*Problem details:* Repeat exactly the lines of the entries below from the one with "Annotate the scoreboard number 0" through the one with "Annotate the tv", both ends included, and nothing else.
*** Dataset content Section Begins ***
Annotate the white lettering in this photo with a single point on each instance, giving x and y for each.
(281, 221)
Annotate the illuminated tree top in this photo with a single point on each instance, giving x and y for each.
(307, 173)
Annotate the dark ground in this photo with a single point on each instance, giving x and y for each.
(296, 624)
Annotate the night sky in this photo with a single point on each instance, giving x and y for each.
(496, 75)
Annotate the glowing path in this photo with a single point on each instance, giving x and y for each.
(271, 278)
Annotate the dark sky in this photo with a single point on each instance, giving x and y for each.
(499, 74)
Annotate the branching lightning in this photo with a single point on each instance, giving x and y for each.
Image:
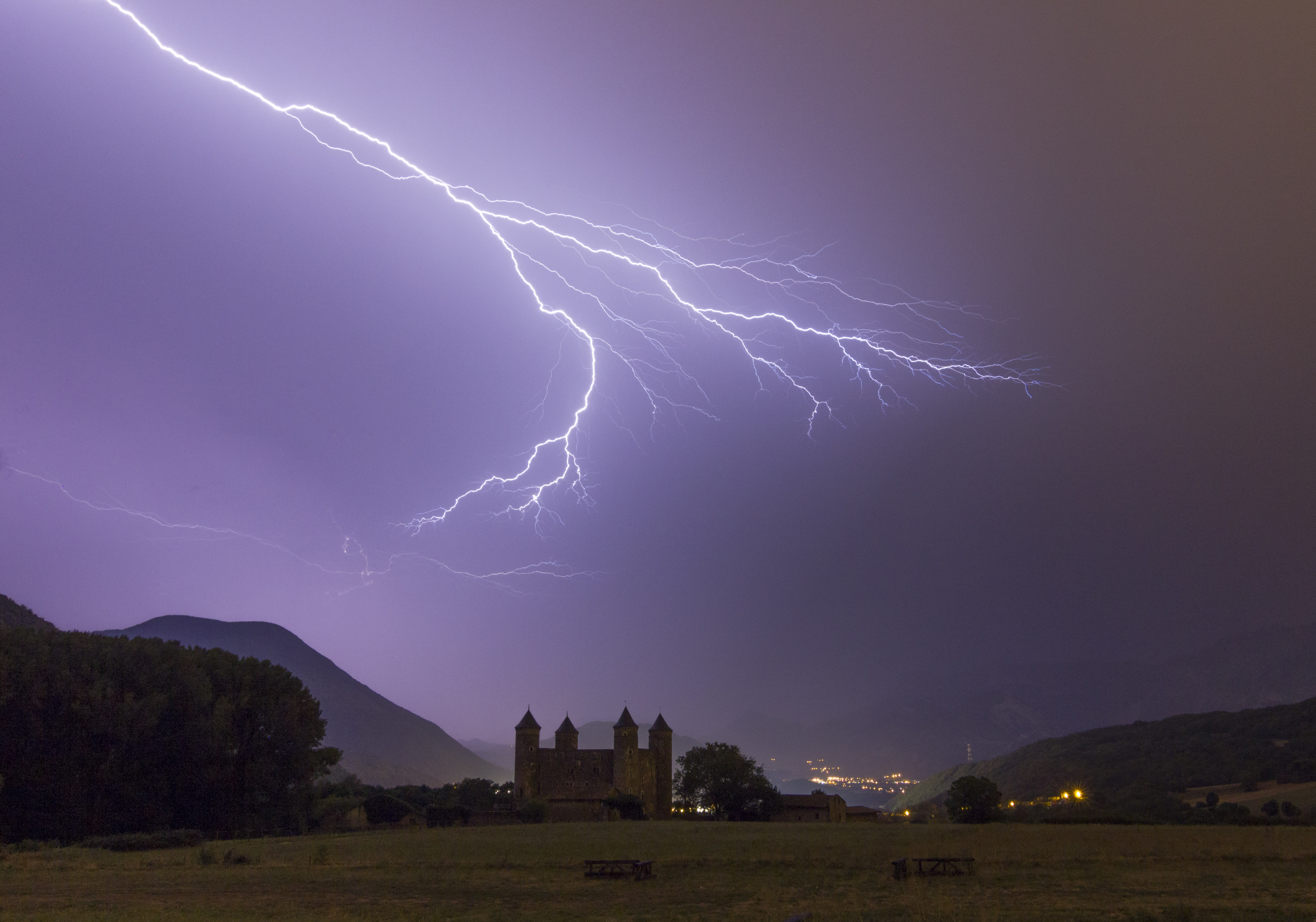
(632, 298)
(362, 575)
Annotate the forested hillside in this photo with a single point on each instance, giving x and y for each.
(105, 736)
(382, 742)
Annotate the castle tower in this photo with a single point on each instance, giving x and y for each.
(660, 744)
(566, 736)
(626, 754)
(527, 758)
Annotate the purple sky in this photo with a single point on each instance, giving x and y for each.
(210, 319)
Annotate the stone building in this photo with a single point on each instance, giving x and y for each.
(576, 783)
(811, 810)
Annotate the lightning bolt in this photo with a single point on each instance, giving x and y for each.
(361, 577)
(632, 297)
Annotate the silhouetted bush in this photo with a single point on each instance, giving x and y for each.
(386, 810)
(533, 812)
(628, 807)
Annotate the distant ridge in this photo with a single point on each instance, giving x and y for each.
(1182, 751)
(12, 615)
(382, 742)
(1001, 708)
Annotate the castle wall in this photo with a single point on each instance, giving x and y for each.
(576, 783)
(576, 774)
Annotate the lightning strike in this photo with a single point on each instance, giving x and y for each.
(631, 298)
(361, 577)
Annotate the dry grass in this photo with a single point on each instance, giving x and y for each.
(703, 871)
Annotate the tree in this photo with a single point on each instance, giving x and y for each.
(719, 779)
(973, 800)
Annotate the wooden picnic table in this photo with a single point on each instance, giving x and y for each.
(928, 867)
(619, 867)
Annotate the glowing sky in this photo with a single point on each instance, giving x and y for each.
(209, 319)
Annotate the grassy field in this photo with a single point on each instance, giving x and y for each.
(703, 871)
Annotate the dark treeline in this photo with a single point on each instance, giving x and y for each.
(451, 805)
(110, 736)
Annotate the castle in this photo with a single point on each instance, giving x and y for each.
(576, 783)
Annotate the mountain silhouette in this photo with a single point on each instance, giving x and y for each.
(382, 744)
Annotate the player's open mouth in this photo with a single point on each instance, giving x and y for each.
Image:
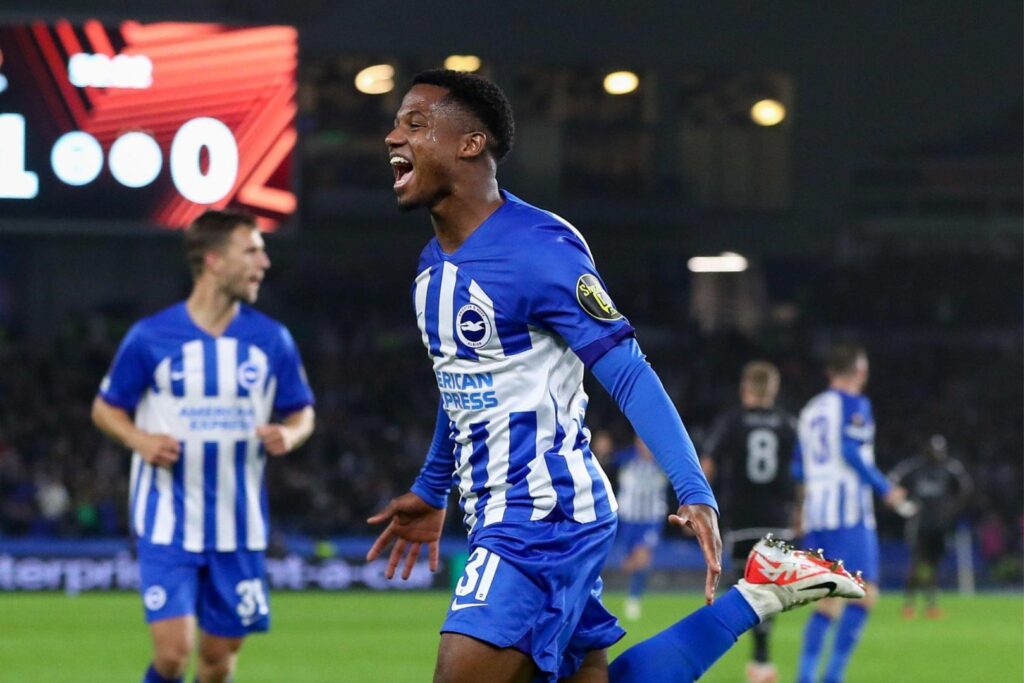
(402, 169)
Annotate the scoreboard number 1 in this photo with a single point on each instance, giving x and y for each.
(134, 160)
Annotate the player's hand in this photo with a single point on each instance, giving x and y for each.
(158, 450)
(412, 523)
(276, 438)
(895, 497)
(702, 520)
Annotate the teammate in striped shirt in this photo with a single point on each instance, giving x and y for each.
(512, 311)
(835, 463)
(642, 507)
(204, 380)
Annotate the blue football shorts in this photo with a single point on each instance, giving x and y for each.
(632, 535)
(226, 591)
(537, 587)
(856, 546)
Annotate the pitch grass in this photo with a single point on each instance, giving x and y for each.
(391, 638)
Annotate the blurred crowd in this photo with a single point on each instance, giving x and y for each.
(376, 403)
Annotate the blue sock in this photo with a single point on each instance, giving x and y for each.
(153, 677)
(637, 583)
(685, 650)
(814, 638)
(851, 625)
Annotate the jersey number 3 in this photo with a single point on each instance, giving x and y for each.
(762, 456)
(476, 581)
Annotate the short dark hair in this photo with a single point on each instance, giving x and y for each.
(481, 98)
(843, 358)
(762, 378)
(211, 231)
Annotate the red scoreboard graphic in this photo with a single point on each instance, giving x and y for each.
(145, 123)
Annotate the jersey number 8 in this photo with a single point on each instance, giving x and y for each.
(762, 456)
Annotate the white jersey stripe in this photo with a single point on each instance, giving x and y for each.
(583, 494)
(163, 377)
(422, 283)
(464, 471)
(227, 364)
(498, 470)
(445, 312)
(193, 368)
(255, 526)
(226, 496)
(194, 458)
(163, 527)
(141, 498)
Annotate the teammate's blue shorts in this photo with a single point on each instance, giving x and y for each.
(856, 546)
(632, 535)
(226, 591)
(537, 587)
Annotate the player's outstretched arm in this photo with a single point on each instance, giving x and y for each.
(418, 517)
(412, 522)
(159, 450)
(290, 433)
(629, 378)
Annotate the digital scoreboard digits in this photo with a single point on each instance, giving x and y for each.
(145, 123)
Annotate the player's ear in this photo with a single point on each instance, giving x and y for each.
(211, 259)
(473, 144)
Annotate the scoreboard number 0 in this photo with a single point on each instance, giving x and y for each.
(134, 160)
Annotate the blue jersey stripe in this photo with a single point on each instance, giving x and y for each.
(209, 368)
(478, 459)
(242, 359)
(601, 504)
(177, 485)
(461, 299)
(151, 506)
(242, 527)
(522, 450)
(514, 336)
(210, 494)
(561, 479)
(433, 304)
(177, 375)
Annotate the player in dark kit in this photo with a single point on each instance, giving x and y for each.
(512, 311)
(940, 487)
(747, 457)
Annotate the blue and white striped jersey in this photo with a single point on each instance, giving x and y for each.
(835, 428)
(642, 488)
(211, 394)
(509, 321)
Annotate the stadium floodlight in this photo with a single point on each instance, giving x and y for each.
(467, 62)
(621, 82)
(768, 113)
(724, 262)
(376, 80)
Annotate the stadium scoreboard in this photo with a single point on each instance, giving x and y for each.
(145, 124)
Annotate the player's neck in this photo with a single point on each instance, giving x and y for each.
(850, 386)
(210, 308)
(458, 215)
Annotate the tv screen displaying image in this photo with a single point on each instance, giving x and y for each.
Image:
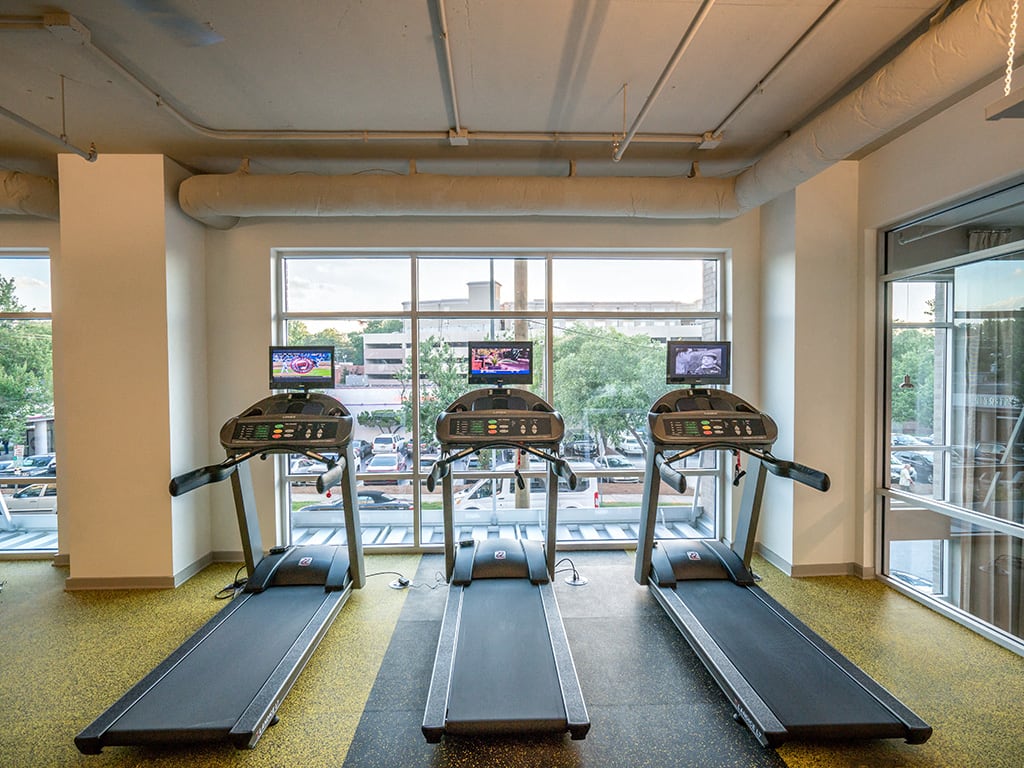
(304, 368)
(698, 363)
(508, 361)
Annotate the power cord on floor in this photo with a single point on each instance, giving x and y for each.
(577, 580)
(401, 582)
(232, 589)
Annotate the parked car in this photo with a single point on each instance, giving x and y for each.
(367, 500)
(615, 462)
(906, 439)
(363, 449)
(921, 465)
(35, 498)
(629, 445)
(37, 466)
(388, 443)
(580, 444)
(385, 463)
(303, 465)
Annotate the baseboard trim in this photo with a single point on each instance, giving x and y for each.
(189, 570)
(81, 584)
(227, 556)
(817, 569)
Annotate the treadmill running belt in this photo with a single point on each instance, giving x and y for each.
(804, 687)
(504, 676)
(208, 690)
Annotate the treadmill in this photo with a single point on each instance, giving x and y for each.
(503, 664)
(783, 680)
(227, 680)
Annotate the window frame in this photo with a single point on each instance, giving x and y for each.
(414, 312)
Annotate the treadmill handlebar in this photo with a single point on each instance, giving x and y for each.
(199, 477)
(814, 478)
(672, 476)
(333, 475)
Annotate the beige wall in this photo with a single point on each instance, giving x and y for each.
(116, 437)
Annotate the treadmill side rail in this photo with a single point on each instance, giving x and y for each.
(440, 680)
(576, 710)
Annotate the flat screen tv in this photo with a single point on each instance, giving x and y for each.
(698, 363)
(302, 368)
(505, 361)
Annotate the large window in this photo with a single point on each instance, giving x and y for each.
(28, 464)
(953, 465)
(400, 324)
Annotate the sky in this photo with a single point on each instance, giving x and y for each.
(381, 284)
(32, 282)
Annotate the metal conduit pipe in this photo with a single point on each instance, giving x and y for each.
(960, 52)
(442, 18)
(808, 34)
(688, 36)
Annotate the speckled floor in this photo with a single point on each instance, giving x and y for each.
(68, 655)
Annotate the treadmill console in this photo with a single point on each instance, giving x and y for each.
(284, 422)
(704, 417)
(486, 417)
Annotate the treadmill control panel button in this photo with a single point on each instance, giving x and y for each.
(484, 428)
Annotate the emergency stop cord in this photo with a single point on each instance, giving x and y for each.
(737, 471)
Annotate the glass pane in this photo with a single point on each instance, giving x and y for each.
(635, 285)
(385, 513)
(372, 284)
(374, 388)
(988, 388)
(606, 375)
(966, 565)
(27, 394)
(976, 225)
(25, 285)
(481, 284)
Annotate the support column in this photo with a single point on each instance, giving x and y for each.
(131, 361)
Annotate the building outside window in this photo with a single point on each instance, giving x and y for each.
(400, 324)
(28, 463)
(953, 465)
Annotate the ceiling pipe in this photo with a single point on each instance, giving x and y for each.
(219, 201)
(960, 52)
(688, 36)
(89, 154)
(455, 137)
(69, 29)
(956, 53)
(763, 83)
(29, 195)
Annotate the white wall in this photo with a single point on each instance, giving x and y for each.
*** Dataset content Section Ends ***
*Result for this exercise:*
Annotate the scoreboard number 0 in this photo with a single point on each instance, giving x and y for each.
(134, 160)
Annotate the blue jersey stripe in this photo with a single point on each instance, giving x and y for each.
(209, 368)
(478, 459)
(242, 359)
(601, 504)
(177, 485)
(461, 299)
(151, 506)
(242, 527)
(522, 450)
(514, 336)
(210, 494)
(561, 479)
(433, 304)
(177, 375)
Annotate the player in dark kit in this photo with a single point on each instance, giving x and y for each.
(512, 311)
(940, 487)
(747, 457)
Annotate the blue and white striped jersey in this photo with a single point on each instance, giving x and y for each.
(835, 428)
(642, 488)
(211, 394)
(509, 321)
Annotate the stadium floodlight in this photo with a single point on each instance, giving x and y for each.
(467, 62)
(621, 82)
(768, 113)
(724, 262)
(376, 80)
Annotate the stadium scoreboard in this photo with a single point on each instance, giving x and y for each.
(145, 124)
Annotate the player's neck in this photo with a single point on each instance, giving x and y for each.
(850, 386)
(210, 308)
(458, 215)
Annotate the tv screen displaying image in this photo with a single point on each instance, giving x and y for each.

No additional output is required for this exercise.